RECORD LIST:
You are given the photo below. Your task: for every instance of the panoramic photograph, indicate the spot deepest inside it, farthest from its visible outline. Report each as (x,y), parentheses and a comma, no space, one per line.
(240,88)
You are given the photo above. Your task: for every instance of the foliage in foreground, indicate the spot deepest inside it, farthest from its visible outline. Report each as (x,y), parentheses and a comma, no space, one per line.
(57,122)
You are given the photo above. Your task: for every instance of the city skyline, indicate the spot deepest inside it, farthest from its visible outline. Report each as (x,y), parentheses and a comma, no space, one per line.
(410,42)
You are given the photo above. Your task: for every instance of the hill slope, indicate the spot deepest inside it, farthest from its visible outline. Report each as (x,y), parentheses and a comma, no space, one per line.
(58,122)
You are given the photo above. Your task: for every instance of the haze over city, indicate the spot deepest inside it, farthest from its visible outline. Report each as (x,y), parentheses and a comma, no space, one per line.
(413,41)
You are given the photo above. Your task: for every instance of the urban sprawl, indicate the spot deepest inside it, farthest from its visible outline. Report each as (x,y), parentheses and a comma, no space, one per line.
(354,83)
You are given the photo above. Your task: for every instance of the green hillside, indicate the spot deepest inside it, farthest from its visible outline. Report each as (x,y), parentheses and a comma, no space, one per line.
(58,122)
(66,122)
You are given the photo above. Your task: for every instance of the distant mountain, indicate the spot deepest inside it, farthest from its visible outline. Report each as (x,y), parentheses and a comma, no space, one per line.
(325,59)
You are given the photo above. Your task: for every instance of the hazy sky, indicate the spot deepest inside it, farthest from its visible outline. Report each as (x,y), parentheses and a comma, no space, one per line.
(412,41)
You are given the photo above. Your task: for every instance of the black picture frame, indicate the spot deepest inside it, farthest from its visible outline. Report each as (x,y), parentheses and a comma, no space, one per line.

THE PROBLEM: Copy these rows back line for line, with no changes.

FINAL RESULT:
You are given the photo below. Your task: for every instance of the panoramic photograph, indicate the spot deepest inside it, farthest from its visible outline. Report each as (x,y), parentheses and a comma, no space, one per line.
(240,88)
You are given the photo above. Your task: for every instance of the foliage in foreground, indicate the spot deepest inside it, farthest from its visible outline. Report each as (x,y), parentheses and a comma, no space, one per line.
(57,122)
You are given the photo above. Your task: for every instance of the city skyline, indicate the spot deepest inside it, farthest from its visible outline. Report each as (x,y), parentheses and a comma, no space, one per line.
(410,42)
You are given the photo above. Your task: for every instance of the hill slope, indicate the spot deepest inside it, farthest from its visible outline. Report each as (x,y), parentheses and a comma, no space, one per line.
(58,122)
You are given the photo above. Your task: for every instance of the haze over city, indicate the spot deepest inside it, farthest from its visible outline. Report each as (x,y), parentheses and a comma, no space, one per line.
(413,41)
You are given the photo above. Your task: for every instance of the urban sprawl, indicate the spot deepest inside it, farthest from its visible outline. Report each as (x,y), parentheses and a comma, no space, one per line.
(354,83)
You are given the photo above. Your task: for every instance of the green hillside, indicate the spot deepest inside it, farthest from its visible outline. Report each as (x,y), parentheses and a comma, no space, one per line.
(58,122)
(66,122)
You are given the photo above. Your task: for every instance of the distant mountain, indicate the spot deepest inside it, farthest from its visible outline. Report each as (x,y), parentheses and a comma, no space, one per line.
(325,59)
You are given the photo above. Your task: for every instance of the hazy sky, indicate the spot deepest inside it, farthest from its visible outline. Report each as (x,y), parentheses and a comma, no space, one per line.
(412,41)
You are given the photo above. Your task: for every instance of the black picture frame, indicate the spot deepest inside it, farthest from its visible outline. Report each as (x,y), parentheses and a comma, no space, one per line.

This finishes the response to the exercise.